## WHAT IS NEEDED
Copy the listing below word for word, keeping every line and number in the same order.

## RECORDS SUPPLIED
<<<<

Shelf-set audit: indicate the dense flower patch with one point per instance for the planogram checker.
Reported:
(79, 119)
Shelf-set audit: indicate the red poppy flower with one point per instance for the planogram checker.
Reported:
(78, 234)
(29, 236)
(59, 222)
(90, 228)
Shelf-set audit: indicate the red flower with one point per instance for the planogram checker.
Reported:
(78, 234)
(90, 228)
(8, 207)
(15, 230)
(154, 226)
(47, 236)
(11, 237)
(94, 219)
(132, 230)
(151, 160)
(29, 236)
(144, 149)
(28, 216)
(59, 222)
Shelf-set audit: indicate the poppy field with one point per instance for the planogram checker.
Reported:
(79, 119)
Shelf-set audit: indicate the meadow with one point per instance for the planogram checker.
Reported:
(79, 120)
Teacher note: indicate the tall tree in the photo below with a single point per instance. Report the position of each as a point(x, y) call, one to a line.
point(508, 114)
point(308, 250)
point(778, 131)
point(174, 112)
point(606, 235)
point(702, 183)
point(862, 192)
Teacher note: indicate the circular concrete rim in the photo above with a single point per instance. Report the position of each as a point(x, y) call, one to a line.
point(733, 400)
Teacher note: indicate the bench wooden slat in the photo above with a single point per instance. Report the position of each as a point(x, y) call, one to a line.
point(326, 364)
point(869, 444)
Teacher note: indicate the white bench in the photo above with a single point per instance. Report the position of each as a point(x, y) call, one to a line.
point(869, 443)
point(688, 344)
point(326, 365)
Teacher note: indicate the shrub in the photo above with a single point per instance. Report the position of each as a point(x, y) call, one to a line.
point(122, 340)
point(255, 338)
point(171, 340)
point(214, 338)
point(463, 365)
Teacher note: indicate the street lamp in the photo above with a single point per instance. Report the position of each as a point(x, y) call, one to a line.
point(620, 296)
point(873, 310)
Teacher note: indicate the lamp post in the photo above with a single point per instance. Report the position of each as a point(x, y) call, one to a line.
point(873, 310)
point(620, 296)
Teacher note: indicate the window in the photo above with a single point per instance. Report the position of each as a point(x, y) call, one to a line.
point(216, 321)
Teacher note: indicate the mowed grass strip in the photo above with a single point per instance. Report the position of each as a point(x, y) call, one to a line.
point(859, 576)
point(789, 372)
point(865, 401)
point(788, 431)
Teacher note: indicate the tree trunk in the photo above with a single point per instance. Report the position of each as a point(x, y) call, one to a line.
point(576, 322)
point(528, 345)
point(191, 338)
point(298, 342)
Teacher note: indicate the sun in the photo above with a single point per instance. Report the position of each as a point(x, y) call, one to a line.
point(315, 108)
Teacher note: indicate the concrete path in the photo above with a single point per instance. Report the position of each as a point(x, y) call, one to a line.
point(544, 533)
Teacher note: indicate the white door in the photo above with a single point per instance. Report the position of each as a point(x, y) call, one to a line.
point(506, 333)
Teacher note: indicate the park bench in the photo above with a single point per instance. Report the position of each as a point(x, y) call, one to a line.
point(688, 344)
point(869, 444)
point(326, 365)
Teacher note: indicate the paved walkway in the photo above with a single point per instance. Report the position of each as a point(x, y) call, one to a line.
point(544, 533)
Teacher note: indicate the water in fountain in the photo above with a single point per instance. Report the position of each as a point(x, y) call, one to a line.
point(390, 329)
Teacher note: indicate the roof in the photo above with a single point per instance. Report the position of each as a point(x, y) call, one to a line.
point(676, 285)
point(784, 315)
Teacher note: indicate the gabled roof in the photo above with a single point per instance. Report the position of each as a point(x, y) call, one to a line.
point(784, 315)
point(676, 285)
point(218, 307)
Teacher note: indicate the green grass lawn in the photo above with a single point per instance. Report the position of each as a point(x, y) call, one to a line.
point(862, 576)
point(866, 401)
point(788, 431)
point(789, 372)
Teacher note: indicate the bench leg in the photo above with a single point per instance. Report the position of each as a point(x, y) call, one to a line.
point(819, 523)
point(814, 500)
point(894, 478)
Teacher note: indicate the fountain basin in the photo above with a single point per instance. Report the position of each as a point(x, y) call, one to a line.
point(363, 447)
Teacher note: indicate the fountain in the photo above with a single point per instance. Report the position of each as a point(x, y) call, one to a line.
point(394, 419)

>>>>

## FINISHED EXERCISE
Shelf-set audit: indicate the dense flower patch with one point per instance for the planogram checker.
Reported:
(79, 119)
Shelf-set audit: indicate the red poppy flower with one point per instance for the planogram checker.
Reported:
(78, 234)
(29, 236)
(59, 222)
(90, 228)
Shelf-set audit: indicate the red flower with one point per instance for the planogram checker.
Reported:
(78, 234)
(90, 228)
(8, 207)
(15, 230)
(154, 226)
(47, 236)
(11, 237)
(94, 219)
(132, 230)
(151, 160)
(29, 236)
(144, 149)
(28, 216)
(59, 222)
Shelf-set audit: indicate the poppy field with one point per instance for the planogram checker.
Reported:
(79, 119)
Shelf-set audit: indicate the meadow with one point per instance for the planogram checker.
Reported:
(79, 120)
Teacher note: indicate the tall tree in the photo below with a single point per instance. Report the position of each as a point(x, y) call, one to a line.
point(508, 114)
point(308, 250)
point(778, 131)
point(174, 112)
point(606, 235)
point(702, 183)
point(862, 192)
Teacher note: indicate the circular concrete rim in the photo above with a single point per instance. Report the position of each as a point(x, y) call, one to a line.
point(733, 400)
Teacher note: indicate the bench wooden slat in the photo above with a single point per instance. Report the position of each as a point(x, y) call, one to a line.
point(326, 364)
point(869, 444)
Teacher note: indicate the white bench in the photo above with a single point per instance. Report the position of each as a point(x, y) call, one to a line.
point(869, 443)
point(688, 344)
point(326, 365)
Teacher note: indicate the shrub in the photo above with a single point per instance. Report the position of each as a point(x, y) call, one to a line.
point(122, 340)
point(255, 338)
point(171, 340)
point(214, 338)
point(463, 365)
Teacher note: indicate the street lamp in the photo above with a single point per instance. Report the position of each as a point(x, y) call, one to a line.
point(620, 296)
point(873, 310)
Teacher note: indicate the lamp post in the photo above with a single point per instance. Report the position of each as a point(x, y) call, one to a line.
point(873, 310)
point(620, 296)
Teacher note: indicate the window in the photo above with a single point per instance. Report the position of each as a point(x, y) call, one to a line.
point(216, 321)
Teacher note: indicate the mowed grass strip in the photo above with a single point per instance. Report the position of each as a point(x, y) call, one to a line.
point(859, 576)
point(789, 372)
point(865, 401)
point(788, 431)
Teacher note: indicate the tree trunk in the photo above with a single point per instance. Report the position of each as a point(x, y) call, one to a line.
point(576, 322)
point(528, 345)
point(191, 338)
point(298, 342)
Teacher note: indicate the sun in the photo above with a single point per instance. Report the position of each as a point(x, y) call, one to a line.
point(315, 108)
Teacher note: indicate the concrete path in the photo above with a single point per instance. Report the position of each as a point(x, y) call, one to a line.
point(544, 533)
Teacher note: indicate the white door in the photo above with a single point per instance. Report the position of each as a point(x, y) call, one to a line.
point(506, 333)
Teacher note: indicate the park bench in the photo above with a single point per instance. Report the position of each as a point(x, y) call, one to a line.
point(688, 344)
point(869, 444)
point(326, 365)
Teacher note: indicate the paved walkway in the photo above with a single point per instance. Report the position of each as a point(x, y) call, one to a line.
point(544, 533)
Teacher note: indicate the water in fountain in the photo above with a single point per instance. Report the position of each as a point(x, y) call, one to a line.
point(390, 329)
Teacher note: indicate the roof in the photo above with a single point per instance. Report the position of each as a point(x, y) call, one to a line.
point(676, 285)
point(784, 315)
Teacher note: indicate the gabled roof in the photo above with a single point per instance. Report the position of each as a point(x, y) call, one to a line.
point(784, 315)
point(676, 285)
point(218, 307)
Teacher note: indicate the green grass lawn in the photo above with a single point per instance. Report the position of each as a point(x, y) call, one to a line.
point(862, 576)
point(866, 401)
point(788, 431)
point(789, 372)
Teacher note: indicate the bench leg in the photo above with a single point per instance. Report the position of each as a point(x, y) call, one to a line.
point(819, 523)
point(814, 500)
point(894, 478)
Teacher note: indicate the fountain basin in the photo above with a single point per instance. Report the position of each as a point(x, y) call, one to a line.
point(363, 447)
Teacher note: indicate the fountain in the photo above with a single point per instance. Report the position of each as a point(x, y) call, one to a line.
point(394, 419)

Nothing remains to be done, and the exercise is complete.